■ **What is needed**
List each line of the data below that contains the string "positive".
[Opening Listed records section]
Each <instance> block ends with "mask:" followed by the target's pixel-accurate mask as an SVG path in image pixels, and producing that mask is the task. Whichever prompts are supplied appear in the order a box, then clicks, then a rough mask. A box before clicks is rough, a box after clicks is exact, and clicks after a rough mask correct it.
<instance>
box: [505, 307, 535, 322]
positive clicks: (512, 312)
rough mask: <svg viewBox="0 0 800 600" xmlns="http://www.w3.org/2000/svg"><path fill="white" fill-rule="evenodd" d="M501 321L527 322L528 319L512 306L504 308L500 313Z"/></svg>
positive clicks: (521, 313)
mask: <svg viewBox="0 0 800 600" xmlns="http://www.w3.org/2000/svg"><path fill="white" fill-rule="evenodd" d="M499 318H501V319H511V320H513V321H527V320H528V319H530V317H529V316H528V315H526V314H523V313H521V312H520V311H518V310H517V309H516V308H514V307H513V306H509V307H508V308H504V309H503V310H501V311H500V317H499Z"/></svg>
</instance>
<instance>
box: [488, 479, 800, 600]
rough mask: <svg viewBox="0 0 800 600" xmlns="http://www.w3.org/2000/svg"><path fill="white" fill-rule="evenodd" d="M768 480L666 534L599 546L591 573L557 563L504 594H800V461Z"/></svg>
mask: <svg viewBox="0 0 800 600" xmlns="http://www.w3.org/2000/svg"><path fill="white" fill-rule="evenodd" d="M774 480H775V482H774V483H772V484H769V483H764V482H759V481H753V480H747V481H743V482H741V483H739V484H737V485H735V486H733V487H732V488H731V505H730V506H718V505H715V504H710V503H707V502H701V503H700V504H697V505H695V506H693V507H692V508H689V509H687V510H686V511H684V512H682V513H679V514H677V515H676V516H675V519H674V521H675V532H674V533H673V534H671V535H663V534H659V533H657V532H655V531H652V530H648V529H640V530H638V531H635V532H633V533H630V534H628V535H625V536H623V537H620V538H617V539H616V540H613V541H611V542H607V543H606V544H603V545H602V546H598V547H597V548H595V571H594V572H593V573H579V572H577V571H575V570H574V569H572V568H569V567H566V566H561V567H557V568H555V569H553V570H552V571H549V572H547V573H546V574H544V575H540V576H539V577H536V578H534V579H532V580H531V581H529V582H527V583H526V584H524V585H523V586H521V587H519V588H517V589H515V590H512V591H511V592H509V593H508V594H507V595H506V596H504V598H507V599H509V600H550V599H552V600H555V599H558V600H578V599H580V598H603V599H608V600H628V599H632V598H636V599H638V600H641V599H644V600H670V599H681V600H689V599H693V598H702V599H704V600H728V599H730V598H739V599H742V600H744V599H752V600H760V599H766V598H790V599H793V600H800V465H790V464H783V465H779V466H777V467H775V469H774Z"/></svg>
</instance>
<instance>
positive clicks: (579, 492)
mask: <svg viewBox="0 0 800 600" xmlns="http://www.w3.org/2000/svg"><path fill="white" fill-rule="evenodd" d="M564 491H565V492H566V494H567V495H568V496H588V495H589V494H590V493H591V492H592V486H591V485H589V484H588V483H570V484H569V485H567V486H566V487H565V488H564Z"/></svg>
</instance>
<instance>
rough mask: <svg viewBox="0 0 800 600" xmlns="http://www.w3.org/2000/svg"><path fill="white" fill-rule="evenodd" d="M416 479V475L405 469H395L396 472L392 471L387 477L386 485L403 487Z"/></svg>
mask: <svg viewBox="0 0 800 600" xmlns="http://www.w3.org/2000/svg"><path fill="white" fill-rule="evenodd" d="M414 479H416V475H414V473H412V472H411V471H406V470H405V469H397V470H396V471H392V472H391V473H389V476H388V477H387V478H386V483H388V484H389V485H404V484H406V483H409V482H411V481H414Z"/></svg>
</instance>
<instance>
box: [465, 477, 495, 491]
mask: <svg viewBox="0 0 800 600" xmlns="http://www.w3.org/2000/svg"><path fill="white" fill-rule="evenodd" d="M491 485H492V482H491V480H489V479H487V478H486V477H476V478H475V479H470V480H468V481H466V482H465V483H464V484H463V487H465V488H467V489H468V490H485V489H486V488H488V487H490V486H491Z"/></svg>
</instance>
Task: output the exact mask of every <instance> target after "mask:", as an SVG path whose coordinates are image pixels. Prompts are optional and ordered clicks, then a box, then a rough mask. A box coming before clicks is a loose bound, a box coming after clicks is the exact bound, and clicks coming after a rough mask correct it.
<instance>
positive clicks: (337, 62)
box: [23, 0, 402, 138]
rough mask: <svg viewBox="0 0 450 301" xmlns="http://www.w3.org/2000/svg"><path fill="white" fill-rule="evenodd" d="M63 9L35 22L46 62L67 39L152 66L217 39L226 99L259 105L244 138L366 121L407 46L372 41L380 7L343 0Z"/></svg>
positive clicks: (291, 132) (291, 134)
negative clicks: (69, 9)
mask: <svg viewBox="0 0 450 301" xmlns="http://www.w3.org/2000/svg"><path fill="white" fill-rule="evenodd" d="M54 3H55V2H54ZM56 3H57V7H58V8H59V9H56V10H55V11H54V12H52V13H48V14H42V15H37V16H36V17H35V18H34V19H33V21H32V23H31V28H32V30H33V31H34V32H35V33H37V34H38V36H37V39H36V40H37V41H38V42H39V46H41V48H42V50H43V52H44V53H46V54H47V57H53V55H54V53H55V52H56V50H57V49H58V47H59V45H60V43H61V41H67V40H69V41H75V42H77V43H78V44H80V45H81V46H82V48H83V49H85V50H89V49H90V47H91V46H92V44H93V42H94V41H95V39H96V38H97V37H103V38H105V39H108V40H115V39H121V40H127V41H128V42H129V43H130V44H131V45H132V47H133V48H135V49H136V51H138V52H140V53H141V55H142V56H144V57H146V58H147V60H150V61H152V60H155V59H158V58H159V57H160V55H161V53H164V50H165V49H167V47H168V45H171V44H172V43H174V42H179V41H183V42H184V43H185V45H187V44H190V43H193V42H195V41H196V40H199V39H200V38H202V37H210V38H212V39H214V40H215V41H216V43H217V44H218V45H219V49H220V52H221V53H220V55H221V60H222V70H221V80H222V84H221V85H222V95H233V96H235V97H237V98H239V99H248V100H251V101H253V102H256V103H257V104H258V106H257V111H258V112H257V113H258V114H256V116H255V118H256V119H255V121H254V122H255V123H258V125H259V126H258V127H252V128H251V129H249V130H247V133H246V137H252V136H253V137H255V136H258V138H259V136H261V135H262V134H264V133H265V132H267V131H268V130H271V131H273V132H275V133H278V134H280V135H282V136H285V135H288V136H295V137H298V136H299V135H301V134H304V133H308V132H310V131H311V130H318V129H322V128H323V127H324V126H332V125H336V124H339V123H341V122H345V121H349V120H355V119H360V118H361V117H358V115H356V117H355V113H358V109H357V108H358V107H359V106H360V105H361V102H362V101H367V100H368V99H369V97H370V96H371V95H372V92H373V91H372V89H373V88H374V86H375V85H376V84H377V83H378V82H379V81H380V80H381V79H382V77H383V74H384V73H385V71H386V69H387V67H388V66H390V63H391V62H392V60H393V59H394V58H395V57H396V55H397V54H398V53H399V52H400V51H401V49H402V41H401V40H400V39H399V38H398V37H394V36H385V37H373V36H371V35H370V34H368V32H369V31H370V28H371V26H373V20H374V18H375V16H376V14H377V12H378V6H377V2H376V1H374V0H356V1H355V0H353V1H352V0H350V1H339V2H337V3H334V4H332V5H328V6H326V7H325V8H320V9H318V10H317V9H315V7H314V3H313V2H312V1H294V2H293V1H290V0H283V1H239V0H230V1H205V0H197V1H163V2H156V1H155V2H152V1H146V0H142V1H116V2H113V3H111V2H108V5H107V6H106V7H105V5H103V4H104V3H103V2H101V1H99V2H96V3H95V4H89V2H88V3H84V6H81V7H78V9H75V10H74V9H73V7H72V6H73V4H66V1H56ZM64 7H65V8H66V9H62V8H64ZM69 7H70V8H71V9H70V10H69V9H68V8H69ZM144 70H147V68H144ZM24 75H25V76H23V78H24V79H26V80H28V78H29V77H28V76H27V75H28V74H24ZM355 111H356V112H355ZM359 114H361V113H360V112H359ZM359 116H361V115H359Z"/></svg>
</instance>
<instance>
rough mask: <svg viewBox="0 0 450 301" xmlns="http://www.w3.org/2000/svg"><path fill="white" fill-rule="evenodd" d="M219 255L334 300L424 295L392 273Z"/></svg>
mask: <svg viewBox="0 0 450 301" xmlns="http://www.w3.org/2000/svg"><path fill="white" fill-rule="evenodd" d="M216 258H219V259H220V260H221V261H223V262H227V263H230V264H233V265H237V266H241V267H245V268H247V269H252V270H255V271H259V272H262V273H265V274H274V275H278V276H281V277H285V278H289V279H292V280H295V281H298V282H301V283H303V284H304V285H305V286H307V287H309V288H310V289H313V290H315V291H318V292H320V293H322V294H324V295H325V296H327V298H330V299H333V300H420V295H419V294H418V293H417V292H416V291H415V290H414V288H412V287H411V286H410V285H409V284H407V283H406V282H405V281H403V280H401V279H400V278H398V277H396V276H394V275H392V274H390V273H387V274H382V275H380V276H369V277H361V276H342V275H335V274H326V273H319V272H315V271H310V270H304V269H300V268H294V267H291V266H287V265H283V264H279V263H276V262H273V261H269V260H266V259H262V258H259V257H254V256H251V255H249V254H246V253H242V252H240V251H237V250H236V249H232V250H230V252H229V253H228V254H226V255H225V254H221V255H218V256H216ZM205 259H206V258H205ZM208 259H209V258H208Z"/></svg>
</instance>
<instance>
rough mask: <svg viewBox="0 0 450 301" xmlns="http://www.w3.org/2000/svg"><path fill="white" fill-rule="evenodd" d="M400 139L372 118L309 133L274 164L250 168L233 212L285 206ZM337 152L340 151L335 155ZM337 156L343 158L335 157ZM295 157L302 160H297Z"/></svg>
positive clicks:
[Closing Listed records section]
■ **Expected answer**
positive clicks: (512, 312)
positive clicks: (521, 313)
positive clicks: (579, 492)
positive clicks: (337, 62)
positive clicks: (291, 132) (291, 134)
positive clicks:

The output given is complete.